_ASSIGNMENT:_
Reproduce every record below exactly, without the pictures.

_INFORMATION:_
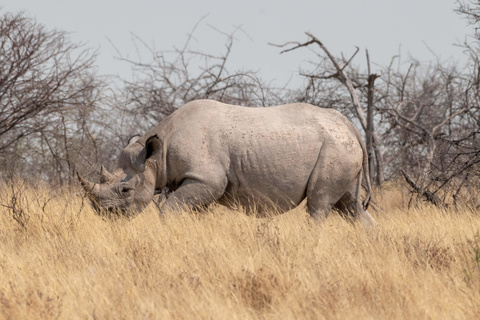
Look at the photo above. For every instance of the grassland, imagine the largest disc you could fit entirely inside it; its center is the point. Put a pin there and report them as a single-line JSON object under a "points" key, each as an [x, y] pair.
{"points": [[59, 260]]}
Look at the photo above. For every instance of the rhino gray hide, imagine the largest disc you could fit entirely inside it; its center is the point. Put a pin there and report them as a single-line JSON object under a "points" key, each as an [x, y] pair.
{"points": [[256, 158]]}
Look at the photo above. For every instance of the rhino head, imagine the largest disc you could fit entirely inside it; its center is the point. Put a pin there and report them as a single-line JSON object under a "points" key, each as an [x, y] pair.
{"points": [[130, 188]]}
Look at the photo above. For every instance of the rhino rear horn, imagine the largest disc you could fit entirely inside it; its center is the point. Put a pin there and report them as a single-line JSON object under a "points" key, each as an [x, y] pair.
{"points": [[105, 176]]}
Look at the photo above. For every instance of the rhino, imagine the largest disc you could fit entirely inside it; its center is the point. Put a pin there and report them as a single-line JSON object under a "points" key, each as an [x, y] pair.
{"points": [[259, 159]]}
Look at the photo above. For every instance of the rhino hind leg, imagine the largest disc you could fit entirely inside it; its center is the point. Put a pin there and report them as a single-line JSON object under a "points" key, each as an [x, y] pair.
{"points": [[350, 207]]}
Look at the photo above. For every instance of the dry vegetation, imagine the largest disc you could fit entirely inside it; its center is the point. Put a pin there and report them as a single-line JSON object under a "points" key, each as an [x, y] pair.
{"points": [[59, 260]]}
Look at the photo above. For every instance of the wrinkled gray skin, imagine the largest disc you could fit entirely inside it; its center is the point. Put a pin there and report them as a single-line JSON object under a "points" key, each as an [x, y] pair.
{"points": [[256, 158]]}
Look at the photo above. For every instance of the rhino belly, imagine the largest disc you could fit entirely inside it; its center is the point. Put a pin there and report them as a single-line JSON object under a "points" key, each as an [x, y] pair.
{"points": [[260, 194]]}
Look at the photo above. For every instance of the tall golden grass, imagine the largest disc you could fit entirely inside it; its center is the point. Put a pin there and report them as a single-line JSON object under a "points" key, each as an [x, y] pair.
{"points": [[59, 260]]}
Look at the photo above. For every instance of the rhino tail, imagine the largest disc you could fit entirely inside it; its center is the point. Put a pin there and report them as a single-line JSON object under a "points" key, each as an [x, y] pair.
{"points": [[366, 175]]}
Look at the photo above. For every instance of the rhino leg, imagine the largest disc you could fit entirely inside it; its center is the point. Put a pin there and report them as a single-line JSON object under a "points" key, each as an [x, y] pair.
{"points": [[350, 207], [193, 194]]}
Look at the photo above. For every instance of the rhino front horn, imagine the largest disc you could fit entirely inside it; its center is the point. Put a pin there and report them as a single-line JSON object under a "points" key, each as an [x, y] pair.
{"points": [[105, 176]]}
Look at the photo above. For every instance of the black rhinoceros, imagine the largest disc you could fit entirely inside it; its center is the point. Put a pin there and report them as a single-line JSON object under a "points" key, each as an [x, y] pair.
{"points": [[256, 158]]}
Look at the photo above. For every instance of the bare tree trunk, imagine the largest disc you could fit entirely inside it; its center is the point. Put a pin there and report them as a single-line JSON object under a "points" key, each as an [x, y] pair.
{"points": [[342, 76]]}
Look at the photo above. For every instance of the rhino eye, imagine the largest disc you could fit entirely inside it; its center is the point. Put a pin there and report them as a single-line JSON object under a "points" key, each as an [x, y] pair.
{"points": [[126, 189]]}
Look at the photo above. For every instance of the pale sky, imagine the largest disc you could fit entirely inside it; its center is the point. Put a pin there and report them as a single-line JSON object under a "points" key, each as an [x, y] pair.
{"points": [[381, 26]]}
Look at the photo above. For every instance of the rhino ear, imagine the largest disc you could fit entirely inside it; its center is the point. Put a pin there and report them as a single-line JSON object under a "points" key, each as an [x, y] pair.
{"points": [[153, 146], [133, 139]]}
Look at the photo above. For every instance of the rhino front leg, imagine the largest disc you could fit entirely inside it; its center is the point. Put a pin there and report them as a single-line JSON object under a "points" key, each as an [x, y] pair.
{"points": [[193, 194]]}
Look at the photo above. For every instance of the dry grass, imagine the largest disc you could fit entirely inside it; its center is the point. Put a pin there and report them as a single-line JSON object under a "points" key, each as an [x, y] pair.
{"points": [[59, 260]]}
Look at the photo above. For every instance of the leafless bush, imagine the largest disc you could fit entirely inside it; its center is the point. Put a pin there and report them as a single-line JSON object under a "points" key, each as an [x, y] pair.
{"points": [[173, 78], [48, 92]]}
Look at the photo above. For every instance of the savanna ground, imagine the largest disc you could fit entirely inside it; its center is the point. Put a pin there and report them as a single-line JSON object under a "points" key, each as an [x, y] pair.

_EXERCISE RESPONSE:_
Look at the photo above. For every instance of the grassland, imagine the largest disc you could fit entirely inside it; its center is the point. Put a pin there and report them as a single-line JSON object under a "points" key, each as an [x, y] pair.
{"points": [[59, 260]]}
Look at the photo above. For every instance of the rhino gray hide, imagine the largest disc you could fit entirely inside it; its center is the point. Put a pin there and report them as a single-line JSON object under a "points" key, each as an [x, y] pair.
{"points": [[256, 158]]}
Look at the photo above. For every instance of the rhino head, imagine the largest disc you could fit entirely inside it; its center is the point. Put a pin there and report them as a single-line JSON object under a "points" key, each as an [x, y] pair.
{"points": [[130, 188]]}
Look at the photo above. For every instance of the rhino rear horn, imagine the largest disc you could fit entirely inside it; its center is the point. Put a pin there and report them as a single-line JSON object under a "points" key, each as an [x, y] pair.
{"points": [[105, 176]]}
Look at the photo above. For every instance of the rhino, imagine the largest disc you could fit entirely inside it; its center is the point. Put a pin there and report them as a single-line JSON object under a "points" key, each as an [x, y] pair.
{"points": [[259, 159]]}
Look at the photo above. For every instance of the rhino hind leg, imagine the largest disc you could fit entirely inside it; its center is the point. Put a pin there and report them as a single-line JSON object under a "points" key, each as an [x, y] pair.
{"points": [[350, 207]]}
Look at the photo above. For every instance of the dry vegetation, imagine the largest disc you could fit entirely inside it; its center is the point. Put a pin there and report them as a single-line JSON object under a "points" key, each as an [x, y] pair.
{"points": [[59, 260]]}
Look at the photo above. For every instance of the wrinkled gray skin, imagine the largest disc you could fit entirely inside it; its center is the point. Put a pin there and report them as a single-line JSON object under a "points" key, each as an [x, y] pair.
{"points": [[256, 158]]}
Look at the photo above. For every instance of the rhino belly, imagine the largest disc you could fit entirely inside it; its center is the point. Put a pin there and report them as a single-line JSON object under a "points" key, each as an [x, y] pair.
{"points": [[260, 194]]}
Look at the photo above. For every instance of the tall golden grass, imagine the largest disc you could fit entirely inside it; its center is the point. Put a pin there and report them as a single-line JSON object under a "points" key, each as an [x, y] pair.
{"points": [[59, 260]]}
Look at the photo above. For every instance of the rhino tail, imagine the largest disc you could fit entirely inside it; its center is the point. Put a pin there and report them as a single-line JSON object under a "points" key, each as an [x, y] pair.
{"points": [[366, 175]]}
Look at the photo above. For every instance of the rhino leg, imagine the largest disc you could fit entirely inside it; its center is the point. Put a pin there and report them as a single-line JSON object under a "points" key, each as an [x, y] pair.
{"points": [[350, 207], [193, 194]]}
Look at the photo above. For every instance of the rhino front horn, imagine the largest disc you could fit entirely inside it; its center is the point. Put a pin there and report them as a single-line JSON object under a "points" key, each as an [x, y] pair.
{"points": [[105, 176]]}
Look at the photo above. For every instance of the black rhinoceros, imagine the largest disc you could fit entirely inside it; its center is the point. Put a pin there and report them as a single-line JSON object under a "points" key, each as an [x, y] pair.
{"points": [[256, 158]]}
Look at the photo above. For every instance of the bare tree trunk, imagine the largest disc you could fit entirely inside it; its center is the point. Put a pin there and report them as a single-line JSON object under a "points" key, each as an [x, y] pair.
{"points": [[342, 76]]}
Look at the photo above. For every instance of the rhino eye, imagine the largest disc you could fit entirely inside it; its center is the point. Put a pin there and report them as a single-line JSON object under a "points" key, each as an [x, y] pair.
{"points": [[126, 189]]}
Look at the photo above. For every instance of the pale sky, imagine the largest disc you could fit entirely inside it; its center is the point. Put a pin there and report them as a single-line JSON object under a "points" key, each as an [x, y] pair.
{"points": [[381, 26]]}
Look at the photo above. For every instance of the rhino ear, imagine the largest disc you could fit entirely inside it; its center is the point. Put a pin there and report them as a single-line JSON object under a "points" key, each as an [x, y] pair.
{"points": [[153, 146], [133, 139]]}
Look at the photo above. For every instance of the rhino front leg, imagine the largest disc you could fit entirely inside it; its center is the point. Put a pin there and report them as a single-line JSON object under a "points" key, each as an [x, y] pair.
{"points": [[193, 194]]}
Look at the photo above. For every instance of the dry grass, imagine the largest disc you could fit entirely inside it; its center is the point. Put a pin there and report them as a single-line JSON object under a "points" key, each as an [x, y] pair.
{"points": [[59, 260]]}
Look at the photo above. For every instance of the leafless bush, imagine the largest disc you could fit entirely inside it; its center is the point. Put a pin there and report them as a single-line JSON object under a "points" key, each as an [x, y] pair.
{"points": [[173, 78], [48, 92]]}
Look at the photo above. For every instance of the savanna ground, imagine the largest disc you could fit entirely inside it; its center is the point. Put a pin there and report them as a single-line JSON object under a "points" key, each as an [x, y] pair.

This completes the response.